PAGE EXTRACT:
○ ○ ○

Foxconn maintains strong position in server market
The company’s sales breakdown shows the turn. Consumer electronics made up 35% of total revenue in the second quarter. Cloud and networking, which include servers, accounted for 41%. Back in 2021, consumer electronics were 54% of revenue. The numbers underline a business that is steadily tilting away from handsets and toward data center hardware.
Those early, cautious investments helped Foxconn build a prized relationship with Nvidia and other big AI customers, analysts say.
“The company has been in the business for years, meeting higher quality requirements, diversifying assembly and operations across sites, and pursuing vertical integration,” said Ming-Chi Kuo, an analyst at TF International Securities.
Foxconn’s history in the field stretches back two decades. It began producing reference designs for Nvidia graphics cards around 2002.
By about 2009, it was building general-purpose servers for cloud service providers’ data centers. The current AI server work with Nvidia, analysts say, is a natural outcome of that long track record.
Today, Foxconn says it ranks among the world’s largest suppliers of both general-purpose and AI servers, with a market share near 40% in each category. Its approach often includes putting capital to work earlier than peers, according to Kuo. He pointed to past investments for Apple and similar moves for Nvidia. “In long-term partnerships, Foxconn is more willing to take the initiative,” he said.
Planned factories in Houston, Texas, part of Nvidia’s $500 billion U.S. investment plan, and in Mexico to make AI servers for the U.S. customer reflect that strategy, analysts say. Looking ahead, Foxconn expects AI server revenue to rise more than 170% in the third quarter from a year earlier.

○ ○ ○

Saved entries:
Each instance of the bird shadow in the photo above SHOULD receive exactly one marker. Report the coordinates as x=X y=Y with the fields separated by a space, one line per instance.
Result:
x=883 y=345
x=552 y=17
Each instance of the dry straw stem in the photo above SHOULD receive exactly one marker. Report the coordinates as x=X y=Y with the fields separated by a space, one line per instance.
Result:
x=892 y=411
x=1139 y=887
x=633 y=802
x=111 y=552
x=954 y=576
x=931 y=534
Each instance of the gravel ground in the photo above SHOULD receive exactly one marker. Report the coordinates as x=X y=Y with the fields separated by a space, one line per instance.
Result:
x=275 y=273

○ ○ ○

WHAT YOU WILL DO:
A – Answer these questions using the Foxconn text.
(i) What share of total revenue came from consumer electronics in the second quarter?
(ii) Around what year did Foxconn begin producing reference designs for Nvidia graphics cards?
(iii) By how much does Foxconn expect AI server revenue to rise in the third quarter from a year earlier?
B – In the records, swap "gravel ground" for "sandy ground" in the lines from the one containing "Each instance of the gravel" through the end of the records. Write out only those lines, with nothing else changed.

EXPECTED OUTPUTS:
A –
(i) 35%
(ii) Around 2002
(iii) More than 170%

B –
Each instance of the sandy ground in the photo above SHOULD receive exactly one marker. Report the coordinates as x=X y=Y with the fields separated by a space, one line per instance.
Result:
x=275 y=273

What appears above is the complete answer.